Short exercise: Rewrite the lines below as a numbered list. Skip any blank lines and leave out the picture.
--- BEGIN Extracted information ---
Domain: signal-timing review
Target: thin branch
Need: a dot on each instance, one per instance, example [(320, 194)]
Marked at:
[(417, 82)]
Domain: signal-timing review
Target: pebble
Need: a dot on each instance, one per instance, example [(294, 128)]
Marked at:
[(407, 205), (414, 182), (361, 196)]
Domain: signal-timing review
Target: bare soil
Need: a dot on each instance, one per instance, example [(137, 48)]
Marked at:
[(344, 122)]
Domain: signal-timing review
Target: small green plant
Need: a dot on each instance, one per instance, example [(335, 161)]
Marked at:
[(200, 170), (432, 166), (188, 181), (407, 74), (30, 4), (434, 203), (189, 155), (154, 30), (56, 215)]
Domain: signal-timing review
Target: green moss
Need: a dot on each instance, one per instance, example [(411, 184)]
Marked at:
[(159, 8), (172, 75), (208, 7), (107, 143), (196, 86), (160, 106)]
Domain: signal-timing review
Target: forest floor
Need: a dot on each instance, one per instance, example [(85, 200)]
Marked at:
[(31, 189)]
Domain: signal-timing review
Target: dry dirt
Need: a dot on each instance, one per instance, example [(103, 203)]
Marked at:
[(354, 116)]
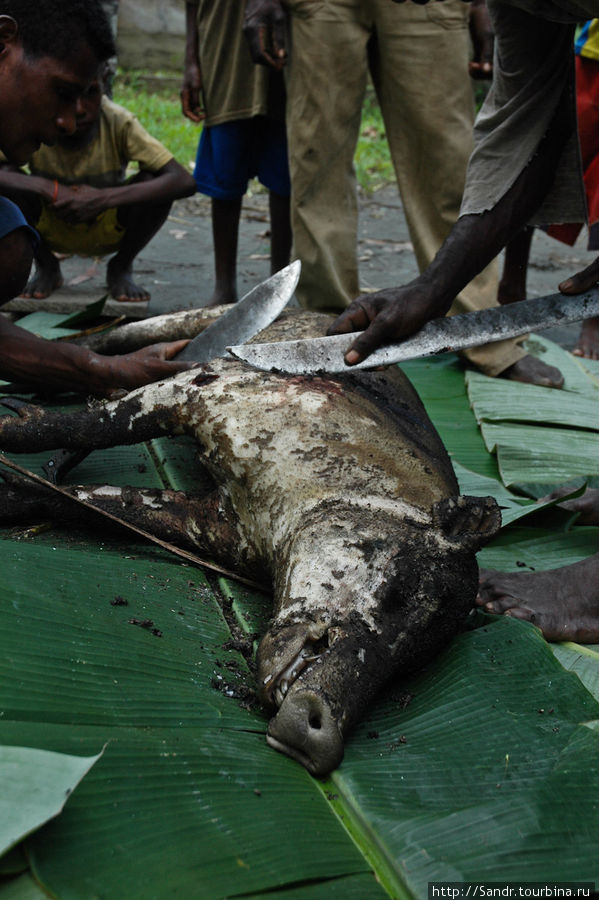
--- END Extracted information ---
Task response:
1. Domain: signal-timing review
2. Target: thin branch
3. Need: a dot on each instance, one per instance, example [(320, 194)]
4. Marked at:
5. [(417, 82)]
6. Domain: signal-timing review
7. Target: pebble
8. Need: a dot on each instance, one per instance, example [(294, 128)]
9. Marked at:
10. [(407, 205), (414, 182), (361, 196)]
11. Domain: signal-timing review
12. Target: bare soil
13. Need: a dot on each instance, one per instance, example [(137, 48)]
14. Marked at:
15. [(344, 122)]
16. Domain: signal-timing review
17. Target: small green plant
18. Need: a dot on each instance, one per instance, example [(335, 161)]
19. Marked at:
20. [(200, 170), (432, 166), (188, 181), (407, 74), (30, 4), (434, 203), (189, 155), (154, 30), (56, 215)]
21. Domain: signal-timing review
22. Target: green moss
23. Need: a dot on each instance, one per instance, example [(411, 184)]
24. Marked at:
25. [(159, 8), (172, 75), (208, 7), (107, 143), (196, 86), (160, 106)]
26. Domain: signal-timing review
27. Target: forest floor
28. Need: a dot on each instance, one per instance, example [(85, 200)]
29. Marked at:
30. [(31, 189)]
31. Domain: signal-timing review
32. Target: dry dirt
33. Need: a dot on each instance, one per instance, example [(103, 203)]
34. Marked at:
35. [(354, 116)]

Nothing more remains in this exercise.